▸ TASK OBJECTIVE:
Your reply should consist solely of the lines from the one containing "the blue t-shirt" through the end of the data, restated word for word.

▸ Dataset entries:
++++++++++

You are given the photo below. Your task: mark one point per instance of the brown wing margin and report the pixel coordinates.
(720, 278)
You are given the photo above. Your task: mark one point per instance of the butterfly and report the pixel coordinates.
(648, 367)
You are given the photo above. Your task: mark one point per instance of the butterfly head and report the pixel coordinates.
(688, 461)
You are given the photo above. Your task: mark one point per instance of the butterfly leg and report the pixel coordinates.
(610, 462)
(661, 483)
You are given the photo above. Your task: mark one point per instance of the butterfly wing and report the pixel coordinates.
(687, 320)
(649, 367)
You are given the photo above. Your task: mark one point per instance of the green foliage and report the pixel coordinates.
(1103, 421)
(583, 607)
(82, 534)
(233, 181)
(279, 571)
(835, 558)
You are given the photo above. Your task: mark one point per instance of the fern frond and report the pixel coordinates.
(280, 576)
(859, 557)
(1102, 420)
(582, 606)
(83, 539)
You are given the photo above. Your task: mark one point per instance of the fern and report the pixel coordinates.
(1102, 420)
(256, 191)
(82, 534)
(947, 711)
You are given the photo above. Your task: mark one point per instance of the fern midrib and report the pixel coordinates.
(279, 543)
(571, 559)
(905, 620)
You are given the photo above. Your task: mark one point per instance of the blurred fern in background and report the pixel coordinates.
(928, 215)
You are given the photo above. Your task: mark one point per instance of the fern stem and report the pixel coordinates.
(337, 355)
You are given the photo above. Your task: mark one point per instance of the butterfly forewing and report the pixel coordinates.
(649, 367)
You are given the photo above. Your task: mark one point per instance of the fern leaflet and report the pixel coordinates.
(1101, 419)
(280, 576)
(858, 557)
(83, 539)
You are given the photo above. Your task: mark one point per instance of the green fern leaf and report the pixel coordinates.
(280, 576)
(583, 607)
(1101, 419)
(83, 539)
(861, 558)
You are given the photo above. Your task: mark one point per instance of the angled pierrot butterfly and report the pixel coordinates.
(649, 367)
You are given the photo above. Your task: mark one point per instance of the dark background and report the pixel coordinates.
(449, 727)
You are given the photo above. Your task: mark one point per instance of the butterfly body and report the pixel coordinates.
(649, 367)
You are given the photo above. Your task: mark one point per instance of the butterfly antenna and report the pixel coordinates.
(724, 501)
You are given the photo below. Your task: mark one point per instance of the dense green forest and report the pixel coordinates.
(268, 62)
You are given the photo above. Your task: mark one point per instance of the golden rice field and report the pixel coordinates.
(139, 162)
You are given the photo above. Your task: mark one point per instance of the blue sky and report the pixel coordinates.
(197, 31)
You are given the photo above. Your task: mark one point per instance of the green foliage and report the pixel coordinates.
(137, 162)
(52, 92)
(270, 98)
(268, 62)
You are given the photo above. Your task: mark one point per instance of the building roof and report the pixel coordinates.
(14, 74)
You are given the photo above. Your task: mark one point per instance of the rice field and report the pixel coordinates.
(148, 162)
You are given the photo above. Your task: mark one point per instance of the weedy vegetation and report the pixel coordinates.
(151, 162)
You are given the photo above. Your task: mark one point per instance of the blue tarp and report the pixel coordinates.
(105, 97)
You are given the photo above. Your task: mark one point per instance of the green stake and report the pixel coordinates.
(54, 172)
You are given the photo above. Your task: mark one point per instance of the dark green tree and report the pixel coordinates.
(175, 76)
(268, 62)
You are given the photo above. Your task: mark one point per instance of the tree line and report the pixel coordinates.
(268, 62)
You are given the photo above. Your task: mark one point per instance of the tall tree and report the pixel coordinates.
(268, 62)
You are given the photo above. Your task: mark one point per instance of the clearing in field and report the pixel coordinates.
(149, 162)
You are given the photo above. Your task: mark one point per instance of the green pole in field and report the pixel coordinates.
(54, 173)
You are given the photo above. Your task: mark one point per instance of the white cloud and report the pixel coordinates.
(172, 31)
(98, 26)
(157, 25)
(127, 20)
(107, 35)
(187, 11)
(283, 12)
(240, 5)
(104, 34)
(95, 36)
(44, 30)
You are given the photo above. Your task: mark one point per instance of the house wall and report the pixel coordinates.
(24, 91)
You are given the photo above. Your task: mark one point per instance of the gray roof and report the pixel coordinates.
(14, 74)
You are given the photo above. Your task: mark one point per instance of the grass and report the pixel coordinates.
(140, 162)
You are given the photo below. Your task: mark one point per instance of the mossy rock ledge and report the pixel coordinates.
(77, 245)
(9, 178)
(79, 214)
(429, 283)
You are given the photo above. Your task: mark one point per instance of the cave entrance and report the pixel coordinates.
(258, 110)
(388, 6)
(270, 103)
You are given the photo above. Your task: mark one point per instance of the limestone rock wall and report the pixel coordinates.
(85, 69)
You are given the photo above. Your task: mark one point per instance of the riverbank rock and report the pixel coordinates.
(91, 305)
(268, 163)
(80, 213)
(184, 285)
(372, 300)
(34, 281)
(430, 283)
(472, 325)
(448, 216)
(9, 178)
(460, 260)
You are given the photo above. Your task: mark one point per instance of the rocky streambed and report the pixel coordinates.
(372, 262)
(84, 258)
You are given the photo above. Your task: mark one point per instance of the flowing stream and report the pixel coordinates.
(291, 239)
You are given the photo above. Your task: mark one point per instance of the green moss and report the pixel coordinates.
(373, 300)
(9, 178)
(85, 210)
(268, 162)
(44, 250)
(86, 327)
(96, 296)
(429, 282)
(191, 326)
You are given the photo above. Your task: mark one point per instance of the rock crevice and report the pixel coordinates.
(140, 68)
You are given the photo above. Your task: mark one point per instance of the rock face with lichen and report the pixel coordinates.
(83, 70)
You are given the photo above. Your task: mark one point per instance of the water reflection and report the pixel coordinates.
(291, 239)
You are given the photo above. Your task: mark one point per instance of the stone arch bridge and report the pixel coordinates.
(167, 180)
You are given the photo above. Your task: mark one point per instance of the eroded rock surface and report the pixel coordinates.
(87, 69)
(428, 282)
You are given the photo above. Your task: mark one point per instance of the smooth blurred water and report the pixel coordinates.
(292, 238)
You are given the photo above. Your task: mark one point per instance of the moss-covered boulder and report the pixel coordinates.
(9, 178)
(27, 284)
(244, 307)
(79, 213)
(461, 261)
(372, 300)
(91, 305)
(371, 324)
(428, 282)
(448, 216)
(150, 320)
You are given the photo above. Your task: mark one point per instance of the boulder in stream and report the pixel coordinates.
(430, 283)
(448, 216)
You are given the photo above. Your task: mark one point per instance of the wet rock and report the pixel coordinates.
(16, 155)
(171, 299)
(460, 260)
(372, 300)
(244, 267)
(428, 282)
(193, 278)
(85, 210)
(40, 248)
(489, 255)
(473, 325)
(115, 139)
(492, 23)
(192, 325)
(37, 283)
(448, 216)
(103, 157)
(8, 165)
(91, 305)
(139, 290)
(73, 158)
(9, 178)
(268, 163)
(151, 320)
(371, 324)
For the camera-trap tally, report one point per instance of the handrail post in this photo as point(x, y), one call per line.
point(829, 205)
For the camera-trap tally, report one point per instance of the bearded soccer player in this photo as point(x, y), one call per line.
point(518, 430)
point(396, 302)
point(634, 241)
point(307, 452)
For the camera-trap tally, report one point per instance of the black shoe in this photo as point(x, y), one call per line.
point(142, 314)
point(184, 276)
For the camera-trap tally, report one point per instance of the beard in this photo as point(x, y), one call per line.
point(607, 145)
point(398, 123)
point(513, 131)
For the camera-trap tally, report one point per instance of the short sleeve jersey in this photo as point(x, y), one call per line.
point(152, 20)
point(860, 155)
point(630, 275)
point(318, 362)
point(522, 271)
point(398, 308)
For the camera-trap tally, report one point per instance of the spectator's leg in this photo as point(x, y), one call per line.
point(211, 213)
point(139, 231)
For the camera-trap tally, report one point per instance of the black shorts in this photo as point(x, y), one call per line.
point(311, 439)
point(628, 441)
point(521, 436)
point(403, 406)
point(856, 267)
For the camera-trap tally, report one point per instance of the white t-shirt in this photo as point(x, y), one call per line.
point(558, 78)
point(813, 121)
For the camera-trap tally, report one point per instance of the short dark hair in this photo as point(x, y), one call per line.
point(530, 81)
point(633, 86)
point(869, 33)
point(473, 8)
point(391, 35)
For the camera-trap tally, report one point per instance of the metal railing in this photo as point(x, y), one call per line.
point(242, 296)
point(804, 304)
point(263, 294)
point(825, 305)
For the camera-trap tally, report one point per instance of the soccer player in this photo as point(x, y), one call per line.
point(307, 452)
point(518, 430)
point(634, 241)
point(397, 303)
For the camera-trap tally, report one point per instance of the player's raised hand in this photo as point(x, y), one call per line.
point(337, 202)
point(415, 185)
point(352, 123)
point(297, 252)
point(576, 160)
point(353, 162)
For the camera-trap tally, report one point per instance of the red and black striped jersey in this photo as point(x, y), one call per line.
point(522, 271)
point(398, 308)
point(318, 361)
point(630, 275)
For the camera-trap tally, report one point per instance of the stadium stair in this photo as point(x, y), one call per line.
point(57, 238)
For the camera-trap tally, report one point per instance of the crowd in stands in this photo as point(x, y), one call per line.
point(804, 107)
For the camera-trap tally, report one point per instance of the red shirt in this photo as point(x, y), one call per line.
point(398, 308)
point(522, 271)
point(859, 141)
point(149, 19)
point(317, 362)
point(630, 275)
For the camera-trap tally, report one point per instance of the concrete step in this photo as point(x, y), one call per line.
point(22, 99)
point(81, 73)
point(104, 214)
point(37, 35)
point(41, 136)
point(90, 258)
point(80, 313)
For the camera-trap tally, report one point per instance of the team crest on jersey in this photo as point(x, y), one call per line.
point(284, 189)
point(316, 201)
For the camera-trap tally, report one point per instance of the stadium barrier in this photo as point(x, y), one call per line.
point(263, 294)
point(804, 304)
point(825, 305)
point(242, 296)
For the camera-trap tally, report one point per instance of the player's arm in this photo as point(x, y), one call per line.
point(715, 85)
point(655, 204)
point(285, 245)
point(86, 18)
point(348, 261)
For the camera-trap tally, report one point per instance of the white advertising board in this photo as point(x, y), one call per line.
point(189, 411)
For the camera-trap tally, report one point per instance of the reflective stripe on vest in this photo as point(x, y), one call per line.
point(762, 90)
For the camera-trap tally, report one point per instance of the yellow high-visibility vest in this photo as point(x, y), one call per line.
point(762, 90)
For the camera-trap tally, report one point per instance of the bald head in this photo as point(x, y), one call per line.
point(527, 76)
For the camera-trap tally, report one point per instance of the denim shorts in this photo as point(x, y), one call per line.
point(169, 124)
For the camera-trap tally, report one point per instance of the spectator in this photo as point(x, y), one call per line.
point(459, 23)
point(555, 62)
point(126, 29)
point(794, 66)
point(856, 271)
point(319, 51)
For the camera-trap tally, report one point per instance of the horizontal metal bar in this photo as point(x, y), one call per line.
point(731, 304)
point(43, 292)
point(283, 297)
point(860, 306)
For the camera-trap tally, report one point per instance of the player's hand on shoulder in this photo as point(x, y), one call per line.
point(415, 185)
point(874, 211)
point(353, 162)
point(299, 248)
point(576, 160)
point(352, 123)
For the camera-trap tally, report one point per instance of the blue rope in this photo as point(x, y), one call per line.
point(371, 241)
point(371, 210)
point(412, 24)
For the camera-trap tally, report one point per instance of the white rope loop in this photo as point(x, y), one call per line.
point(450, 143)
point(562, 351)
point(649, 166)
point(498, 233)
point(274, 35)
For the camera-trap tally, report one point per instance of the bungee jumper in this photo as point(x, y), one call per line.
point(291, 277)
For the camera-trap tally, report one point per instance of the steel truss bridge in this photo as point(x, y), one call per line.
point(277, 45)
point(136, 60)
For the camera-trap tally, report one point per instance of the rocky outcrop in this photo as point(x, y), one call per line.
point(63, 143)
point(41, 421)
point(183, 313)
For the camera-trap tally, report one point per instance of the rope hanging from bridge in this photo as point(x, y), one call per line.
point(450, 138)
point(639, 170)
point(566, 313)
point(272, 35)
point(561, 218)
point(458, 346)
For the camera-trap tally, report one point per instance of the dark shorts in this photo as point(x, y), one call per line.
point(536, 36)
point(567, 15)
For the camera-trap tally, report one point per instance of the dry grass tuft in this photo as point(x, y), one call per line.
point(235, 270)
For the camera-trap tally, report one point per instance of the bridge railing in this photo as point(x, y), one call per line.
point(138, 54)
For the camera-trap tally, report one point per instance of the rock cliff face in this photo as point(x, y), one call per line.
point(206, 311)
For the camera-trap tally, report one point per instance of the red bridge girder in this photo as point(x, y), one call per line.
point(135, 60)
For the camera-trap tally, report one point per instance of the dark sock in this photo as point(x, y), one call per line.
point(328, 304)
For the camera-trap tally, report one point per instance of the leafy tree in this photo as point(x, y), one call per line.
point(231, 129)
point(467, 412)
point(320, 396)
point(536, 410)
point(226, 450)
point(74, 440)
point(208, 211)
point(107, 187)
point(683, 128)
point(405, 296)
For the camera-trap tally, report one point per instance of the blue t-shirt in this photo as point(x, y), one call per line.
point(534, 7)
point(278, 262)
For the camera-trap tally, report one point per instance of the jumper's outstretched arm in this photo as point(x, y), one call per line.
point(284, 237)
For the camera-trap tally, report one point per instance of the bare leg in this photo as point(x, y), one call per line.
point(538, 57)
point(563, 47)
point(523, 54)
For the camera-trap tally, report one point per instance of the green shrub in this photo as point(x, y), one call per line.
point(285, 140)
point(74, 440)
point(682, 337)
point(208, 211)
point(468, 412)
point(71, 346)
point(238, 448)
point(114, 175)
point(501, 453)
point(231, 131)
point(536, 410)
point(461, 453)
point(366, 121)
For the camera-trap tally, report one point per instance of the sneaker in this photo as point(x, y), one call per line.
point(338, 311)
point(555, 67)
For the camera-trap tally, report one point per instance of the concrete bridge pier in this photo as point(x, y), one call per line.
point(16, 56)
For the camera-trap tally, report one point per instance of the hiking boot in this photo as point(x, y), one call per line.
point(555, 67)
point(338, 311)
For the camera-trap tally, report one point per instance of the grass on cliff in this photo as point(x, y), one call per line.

++++++++++

▸ REPLY TO THE EXERCISE:
For the camera-trap tally, report one point per instance of the blue t-shirt in this photo as point(x, y), one call per line.
point(534, 7)
point(278, 262)
For the camera-trap tally, report one point per instance of the jumper's outstretched arm in this photo as point(x, y), one call per line.
point(284, 237)
For the camera-trap tally, report one point per instance of the bare leg in this photo as point(x, y), one call per line.
point(538, 57)
point(563, 47)
point(523, 54)
For the camera-trap tally, report one point per instance of the green shrub in this photo as point(x, y), one call per line.
point(285, 140)
point(74, 440)
point(682, 337)
point(208, 211)
point(468, 412)
point(71, 346)
point(238, 448)
point(114, 175)
point(501, 453)
point(231, 131)
point(536, 410)
point(461, 453)
point(366, 121)
For the camera-trap tally, report one point per instance of the sneaker in this photo as point(x, y), one call per line.
point(338, 311)
point(555, 67)
For the camera-trap tally, report one point per instance of the concrete bridge pier in this photo as point(x, y), one call per line.
point(16, 56)
For the camera-trap tally, report one point per instance of the hiking boot in this photo as point(x, y), one call per line.
point(555, 67)
point(338, 311)
For the camera-trap tally, report one point per instance of the grass on cliff in this photo as point(x, y), one call per line.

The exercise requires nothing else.